EXERCISE PROMPT:
In the material below, some lines carry "hair". Copy each such line.

INPUT MATERIAL:
▬▬▬▬▬▬▬▬▬▬

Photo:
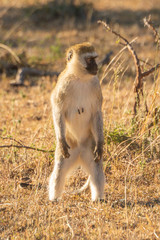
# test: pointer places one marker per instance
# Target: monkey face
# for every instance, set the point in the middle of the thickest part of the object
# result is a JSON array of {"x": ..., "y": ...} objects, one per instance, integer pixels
[{"x": 92, "y": 67}]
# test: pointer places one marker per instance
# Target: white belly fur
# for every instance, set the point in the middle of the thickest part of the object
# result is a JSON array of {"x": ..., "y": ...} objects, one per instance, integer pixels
[{"x": 78, "y": 114}]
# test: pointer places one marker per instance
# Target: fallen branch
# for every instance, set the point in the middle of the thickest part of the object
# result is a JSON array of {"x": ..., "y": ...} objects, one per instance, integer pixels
[
  {"x": 149, "y": 24},
  {"x": 11, "y": 52},
  {"x": 139, "y": 74},
  {"x": 27, "y": 71},
  {"x": 21, "y": 145}
]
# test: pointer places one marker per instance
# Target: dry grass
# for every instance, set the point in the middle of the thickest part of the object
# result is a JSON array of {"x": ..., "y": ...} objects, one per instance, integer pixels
[{"x": 131, "y": 209}]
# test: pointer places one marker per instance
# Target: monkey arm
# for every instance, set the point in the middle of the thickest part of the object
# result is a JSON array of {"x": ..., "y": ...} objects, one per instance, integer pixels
[
  {"x": 97, "y": 130},
  {"x": 58, "y": 118}
]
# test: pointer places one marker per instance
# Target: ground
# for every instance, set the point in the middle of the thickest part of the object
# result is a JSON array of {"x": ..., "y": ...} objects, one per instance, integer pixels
[{"x": 39, "y": 33}]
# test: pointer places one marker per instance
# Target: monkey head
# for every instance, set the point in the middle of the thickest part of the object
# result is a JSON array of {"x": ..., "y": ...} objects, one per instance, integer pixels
[{"x": 81, "y": 58}]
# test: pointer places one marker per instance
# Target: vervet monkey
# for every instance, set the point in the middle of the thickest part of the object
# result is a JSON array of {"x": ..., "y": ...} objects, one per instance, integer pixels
[{"x": 76, "y": 106}]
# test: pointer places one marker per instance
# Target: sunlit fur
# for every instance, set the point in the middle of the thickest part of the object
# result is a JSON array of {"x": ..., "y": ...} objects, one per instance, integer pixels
[{"x": 76, "y": 106}]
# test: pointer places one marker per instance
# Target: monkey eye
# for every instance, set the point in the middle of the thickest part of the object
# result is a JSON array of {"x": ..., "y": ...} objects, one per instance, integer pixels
[{"x": 89, "y": 60}]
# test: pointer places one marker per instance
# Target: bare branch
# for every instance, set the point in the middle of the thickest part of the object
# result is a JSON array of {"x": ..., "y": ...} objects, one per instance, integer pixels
[
  {"x": 27, "y": 71},
  {"x": 21, "y": 145},
  {"x": 11, "y": 52},
  {"x": 149, "y": 24},
  {"x": 139, "y": 74}
]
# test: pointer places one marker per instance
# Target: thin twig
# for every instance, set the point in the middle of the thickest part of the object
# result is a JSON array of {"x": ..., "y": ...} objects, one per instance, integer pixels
[
  {"x": 11, "y": 52},
  {"x": 21, "y": 145},
  {"x": 139, "y": 74},
  {"x": 149, "y": 24}
]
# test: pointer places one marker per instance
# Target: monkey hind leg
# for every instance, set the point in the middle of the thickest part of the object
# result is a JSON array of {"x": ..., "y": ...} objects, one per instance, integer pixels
[
  {"x": 97, "y": 179},
  {"x": 83, "y": 188},
  {"x": 61, "y": 169},
  {"x": 57, "y": 181},
  {"x": 97, "y": 182}
]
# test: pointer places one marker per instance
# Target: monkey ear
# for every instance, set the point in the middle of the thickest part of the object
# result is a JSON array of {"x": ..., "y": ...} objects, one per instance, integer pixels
[{"x": 69, "y": 55}]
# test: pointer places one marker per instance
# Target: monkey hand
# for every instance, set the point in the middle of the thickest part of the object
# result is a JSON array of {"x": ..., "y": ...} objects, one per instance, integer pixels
[
  {"x": 64, "y": 148},
  {"x": 98, "y": 152}
]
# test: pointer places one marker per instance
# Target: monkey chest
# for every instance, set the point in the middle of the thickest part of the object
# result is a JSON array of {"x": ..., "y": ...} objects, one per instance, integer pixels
[{"x": 80, "y": 107}]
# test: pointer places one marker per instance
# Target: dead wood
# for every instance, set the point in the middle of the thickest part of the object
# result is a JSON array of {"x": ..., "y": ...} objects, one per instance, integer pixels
[
  {"x": 32, "y": 72},
  {"x": 139, "y": 74},
  {"x": 21, "y": 145}
]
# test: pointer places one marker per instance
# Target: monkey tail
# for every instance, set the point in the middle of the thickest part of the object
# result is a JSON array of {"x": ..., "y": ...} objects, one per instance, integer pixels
[{"x": 83, "y": 188}]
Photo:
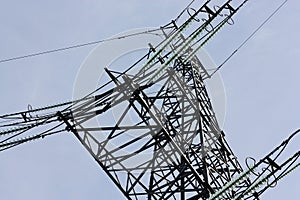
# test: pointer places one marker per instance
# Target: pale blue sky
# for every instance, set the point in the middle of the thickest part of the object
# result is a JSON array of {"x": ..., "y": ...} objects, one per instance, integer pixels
[{"x": 261, "y": 82}]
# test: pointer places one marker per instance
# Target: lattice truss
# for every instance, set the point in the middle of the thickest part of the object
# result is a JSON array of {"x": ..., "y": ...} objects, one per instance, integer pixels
[
  {"x": 155, "y": 132},
  {"x": 152, "y": 127}
]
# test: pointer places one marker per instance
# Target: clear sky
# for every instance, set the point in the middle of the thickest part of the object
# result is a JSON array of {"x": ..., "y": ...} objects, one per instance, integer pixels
[{"x": 261, "y": 83}]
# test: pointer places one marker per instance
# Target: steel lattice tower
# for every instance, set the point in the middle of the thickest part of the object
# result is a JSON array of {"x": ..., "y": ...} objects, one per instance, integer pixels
[
  {"x": 152, "y": 127},
  {"x": 173, "y": 148}
]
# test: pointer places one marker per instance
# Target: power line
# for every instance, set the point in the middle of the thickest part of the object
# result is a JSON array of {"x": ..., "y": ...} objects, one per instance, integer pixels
[
  {"x": 151, "y": 31},
  {"x": 250, "y": 36}
]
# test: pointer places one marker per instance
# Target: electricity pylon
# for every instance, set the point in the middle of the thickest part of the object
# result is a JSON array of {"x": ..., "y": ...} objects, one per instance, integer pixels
[{"x": 152, "y": 128}]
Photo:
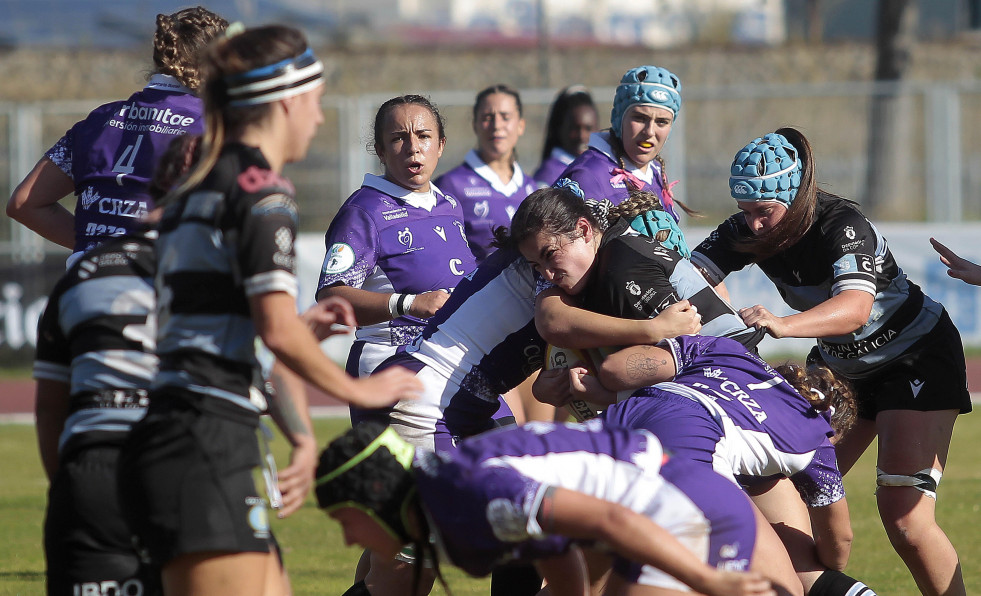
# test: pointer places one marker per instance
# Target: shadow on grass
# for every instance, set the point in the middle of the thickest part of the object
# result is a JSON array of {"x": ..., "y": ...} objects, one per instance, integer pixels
[{"x": 23, "y": 575}]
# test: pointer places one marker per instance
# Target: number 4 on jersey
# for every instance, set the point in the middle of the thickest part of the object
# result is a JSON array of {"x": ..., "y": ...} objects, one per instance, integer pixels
[{"x": 124, "y": 165}]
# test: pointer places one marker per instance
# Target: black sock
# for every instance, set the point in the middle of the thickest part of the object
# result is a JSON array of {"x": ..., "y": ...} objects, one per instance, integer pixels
[
  {"x": 836, "y": 583},
  {"x": 515, "y": 580},
  {"x": 358, "y": 589}
]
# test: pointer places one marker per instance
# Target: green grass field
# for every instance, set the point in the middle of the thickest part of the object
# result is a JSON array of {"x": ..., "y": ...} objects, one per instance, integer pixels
[{"x": 320, "y": 564}]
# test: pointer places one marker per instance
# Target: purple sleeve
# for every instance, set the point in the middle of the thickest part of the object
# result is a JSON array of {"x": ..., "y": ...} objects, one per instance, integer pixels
[
  {"x": 61, "y": 153},
  {"x": 352, "y": 248}
]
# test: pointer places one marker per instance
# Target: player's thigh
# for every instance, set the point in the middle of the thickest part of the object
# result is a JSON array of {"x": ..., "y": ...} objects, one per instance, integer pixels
[{"x": 910, "y": 440}]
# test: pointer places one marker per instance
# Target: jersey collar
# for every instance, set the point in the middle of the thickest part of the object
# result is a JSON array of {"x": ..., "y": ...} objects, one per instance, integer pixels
[{"x": 483, "y": 170}]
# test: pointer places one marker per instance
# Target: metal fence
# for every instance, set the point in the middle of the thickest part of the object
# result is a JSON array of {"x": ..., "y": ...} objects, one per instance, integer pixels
[{"x": 935, "y": 151}]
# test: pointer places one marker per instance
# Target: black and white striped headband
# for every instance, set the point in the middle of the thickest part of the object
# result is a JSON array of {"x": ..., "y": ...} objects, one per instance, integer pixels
[{"x": 283, "y": 79}]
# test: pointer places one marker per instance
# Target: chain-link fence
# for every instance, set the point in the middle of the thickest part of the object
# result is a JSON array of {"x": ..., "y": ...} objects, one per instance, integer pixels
[{"x": 926, "y": 167}]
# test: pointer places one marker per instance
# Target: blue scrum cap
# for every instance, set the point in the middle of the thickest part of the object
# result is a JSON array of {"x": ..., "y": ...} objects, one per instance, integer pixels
[
  {"x": 767, "y": 169},
  {"x": 645, "y": 86}
]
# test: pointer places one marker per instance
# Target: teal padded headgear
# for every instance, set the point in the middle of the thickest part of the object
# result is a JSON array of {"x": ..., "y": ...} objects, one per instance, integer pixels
[
  {"x": 369, "y": 468},
  {"x": 767, "y": 169},
  {"x": 645, "y": 86},
  {"x": 651, "y": 222}
]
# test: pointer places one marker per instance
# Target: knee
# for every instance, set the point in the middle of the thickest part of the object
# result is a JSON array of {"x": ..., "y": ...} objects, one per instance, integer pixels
[{"x": 900, "y": 507}]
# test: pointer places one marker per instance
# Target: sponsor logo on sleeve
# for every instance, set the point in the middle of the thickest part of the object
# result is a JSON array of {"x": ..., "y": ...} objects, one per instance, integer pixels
[
  {"x": 405, "y": 237},
  {"x": 340, "y": 258},
  {"x": 463, "y": 231},
  {"x": 481, "y": 209}
]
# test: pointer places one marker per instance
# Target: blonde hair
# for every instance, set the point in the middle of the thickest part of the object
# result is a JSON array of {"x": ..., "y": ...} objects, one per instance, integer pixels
[{"x": 179, "y": 39}]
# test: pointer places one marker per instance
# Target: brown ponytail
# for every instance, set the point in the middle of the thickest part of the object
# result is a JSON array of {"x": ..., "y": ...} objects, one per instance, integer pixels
[{"x": 824, "y": 391}]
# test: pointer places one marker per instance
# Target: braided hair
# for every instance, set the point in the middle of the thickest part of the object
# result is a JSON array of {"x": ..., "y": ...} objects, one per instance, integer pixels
[
  {"x": 178, "y": 40},
  {"x": 825, "y": 392},
  {"x": 555, "y": 211}
]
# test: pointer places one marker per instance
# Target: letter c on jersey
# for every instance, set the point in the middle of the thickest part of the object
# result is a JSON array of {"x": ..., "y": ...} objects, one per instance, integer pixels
[{"x": 455, "y": 267}]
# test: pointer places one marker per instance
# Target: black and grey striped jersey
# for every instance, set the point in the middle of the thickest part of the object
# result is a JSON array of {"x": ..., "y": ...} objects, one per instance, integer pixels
[
  {"x": 636, "y": 277},
  {"x": 97, "y": 335},
  {"x": 841, "y": 251},
  {"x": 229, "y": 238}
]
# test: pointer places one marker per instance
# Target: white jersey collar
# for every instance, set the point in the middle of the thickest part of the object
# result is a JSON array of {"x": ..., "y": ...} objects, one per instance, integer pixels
[
  {"x": 419, "y": 200},
  {"x": 483, "y": 170},
  {"x": 601, "y": 142}
]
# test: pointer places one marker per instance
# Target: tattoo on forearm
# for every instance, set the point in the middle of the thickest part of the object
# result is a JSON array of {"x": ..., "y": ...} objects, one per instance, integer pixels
[
  {"x": 284, "y": 403},
  {"x": 546, "y": 511},
  {"x": 639, "y": 366}
]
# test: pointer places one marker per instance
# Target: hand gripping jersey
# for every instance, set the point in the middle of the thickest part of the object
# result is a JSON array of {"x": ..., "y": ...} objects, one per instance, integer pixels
[
  {"x": 387, "y": 239},
  {"x": 111, "y": 155},
  {"x": 97, "y": 334},
  {"x": 594, "y": 171},
  {"x": 635, "y": 277},
  {"x": 483, "y": 498},
  {"x": 841, "y": 251},
  {"x": 551, "y": 169},
  {"x": 482, "y": 343},
  {"x": 228, "y": 239},
  {"x": 765, "y": 427},
  {"x": 487, "y": 201}
]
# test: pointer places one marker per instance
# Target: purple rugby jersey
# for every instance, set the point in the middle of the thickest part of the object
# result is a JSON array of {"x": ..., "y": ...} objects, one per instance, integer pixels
[
  {"x": 769, "y": 429},
  {"x": 593, "y": 170},
  {"x": 482, "y": 499},
  {"x": 551, "y": 169},
  {"x": 487, "y": 201},
  {"x": 111, "y": 155},
  {"x": 385, "y": 239},
  {"x": 482, "y": 343}
]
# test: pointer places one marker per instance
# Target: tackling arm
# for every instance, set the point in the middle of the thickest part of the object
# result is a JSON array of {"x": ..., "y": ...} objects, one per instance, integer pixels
[{"x": 638, "y": 538}]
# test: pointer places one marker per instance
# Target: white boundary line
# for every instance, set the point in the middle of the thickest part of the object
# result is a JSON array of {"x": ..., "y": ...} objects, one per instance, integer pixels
[{"x": 315, "y": 412}]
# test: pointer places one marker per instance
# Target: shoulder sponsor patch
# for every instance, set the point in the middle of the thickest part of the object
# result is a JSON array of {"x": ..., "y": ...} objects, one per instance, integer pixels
[
  {"x": 852, "y": 264},
  {"x": 339, "y": 259}
]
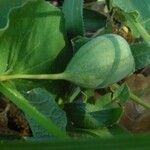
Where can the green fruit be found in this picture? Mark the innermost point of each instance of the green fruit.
(97, 64)
(100, 62)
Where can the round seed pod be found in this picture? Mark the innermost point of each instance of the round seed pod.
(100, 62)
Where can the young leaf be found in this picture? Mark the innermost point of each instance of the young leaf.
(9, 90)
(6, 6)
(34, 39)
(45, 103)
(136, 6)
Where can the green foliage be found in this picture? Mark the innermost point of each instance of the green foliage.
(73, 9)
(35, 44)
(45, 103)
(6, 6)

▬▬▬▬▬▬▬▬▬▬

ANSWER AREA:
# Target: blonde hair
# Target: braided hair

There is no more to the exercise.